▸ TASK DIRECTIONS
Count the lines in the listing below that contain the string "white", treating case as significant, and reply with only the number.

[Extracted listing]
____________________

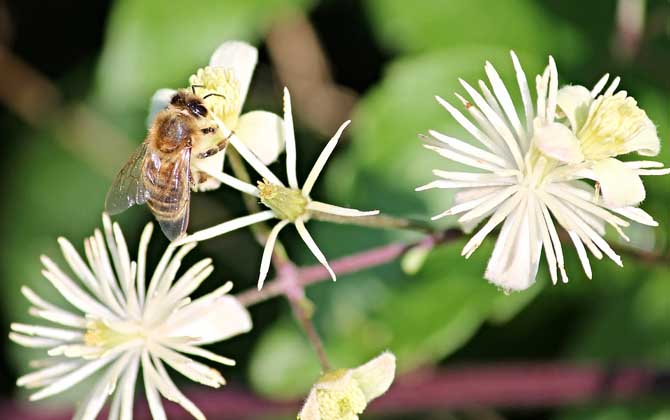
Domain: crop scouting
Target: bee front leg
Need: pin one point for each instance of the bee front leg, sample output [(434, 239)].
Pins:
[(216, 149)]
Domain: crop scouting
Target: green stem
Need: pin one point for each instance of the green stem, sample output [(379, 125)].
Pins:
[(380, 221)]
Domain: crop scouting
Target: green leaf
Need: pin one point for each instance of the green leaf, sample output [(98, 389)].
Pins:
[(421, 319), (436, 24), (152, 44), (386, 160)]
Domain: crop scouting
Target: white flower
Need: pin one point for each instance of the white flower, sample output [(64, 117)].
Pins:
[(117, 326), (290, 204), (524, 189), (343, 394), (228, 77), (603, 127)]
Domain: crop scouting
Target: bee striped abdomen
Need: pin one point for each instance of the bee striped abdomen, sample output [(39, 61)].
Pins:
[(166, 190)]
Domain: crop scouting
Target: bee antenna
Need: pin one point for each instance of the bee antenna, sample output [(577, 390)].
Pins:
[(213, 94)]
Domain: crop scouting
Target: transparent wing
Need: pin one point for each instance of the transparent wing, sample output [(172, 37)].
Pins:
[(170, 196), (128, 187)]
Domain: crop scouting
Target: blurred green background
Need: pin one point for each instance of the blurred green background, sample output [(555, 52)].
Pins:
[(75, 82)]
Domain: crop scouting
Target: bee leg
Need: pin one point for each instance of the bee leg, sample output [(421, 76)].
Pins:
[(216, 149)]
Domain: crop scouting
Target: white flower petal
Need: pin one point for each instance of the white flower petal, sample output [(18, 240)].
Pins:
[(289, 136), (620, 185), (228, 226), (159, 101), (207, 321), (558, 142), (574, 102), (322, 159), (307, 238), (267, 251), (241, 58), (262, 133), (339, 211)]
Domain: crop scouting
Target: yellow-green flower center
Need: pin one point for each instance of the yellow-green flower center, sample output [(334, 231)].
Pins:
[(342, 403), (611, 123), (98, 334), (287, 203), (222, 82)]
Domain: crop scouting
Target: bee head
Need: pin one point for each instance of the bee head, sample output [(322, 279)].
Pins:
[(185, 100)]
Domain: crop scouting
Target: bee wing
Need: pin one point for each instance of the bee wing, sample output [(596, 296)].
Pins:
[(171, 201), (128, 187)]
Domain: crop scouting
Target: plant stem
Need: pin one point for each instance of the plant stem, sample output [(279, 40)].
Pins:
[(495, 385), (380, 221), (349, 264)]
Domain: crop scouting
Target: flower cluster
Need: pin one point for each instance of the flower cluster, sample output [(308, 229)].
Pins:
[(528, 175), (118, 325), (290, 204)]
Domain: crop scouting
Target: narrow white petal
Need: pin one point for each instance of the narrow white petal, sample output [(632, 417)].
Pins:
[(525, 94), (127, 389), (555, 240), (490, 99), (46, 332), (289, 136), (34, 342), (92, 405), (142, 260), (505, 99), (612, 88), (154, 400), (47, 375), (73, 378), (228, 226), (246, 153), (263, 133), (71, 292), (176, 394), (307, 238), (241, 58), (267, 252), (619, 184), (600, 85), (188, 367), (210, 319), (468, 149), (553, 90), (78, 266), (464, 159), (500, 214), (159, 101), (581, 252), (492, 202), (339, 211), (500, 126), (231, 181), (321, 161), (636, 214), (469, 126)]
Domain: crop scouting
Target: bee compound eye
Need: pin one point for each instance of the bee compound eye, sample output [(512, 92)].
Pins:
[(199, 110)]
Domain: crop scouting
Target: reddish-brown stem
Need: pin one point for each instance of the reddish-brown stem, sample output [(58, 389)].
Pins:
[(349, 264), (498, 386)]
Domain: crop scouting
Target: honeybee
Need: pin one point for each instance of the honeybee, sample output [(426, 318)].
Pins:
[(159, 171)]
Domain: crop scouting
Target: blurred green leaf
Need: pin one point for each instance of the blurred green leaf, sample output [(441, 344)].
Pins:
[(386, 160), (152, 44), (437, 24), (619, 411), (421, 319), (640, 310)]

____________________

▸ THE SOLUTION
6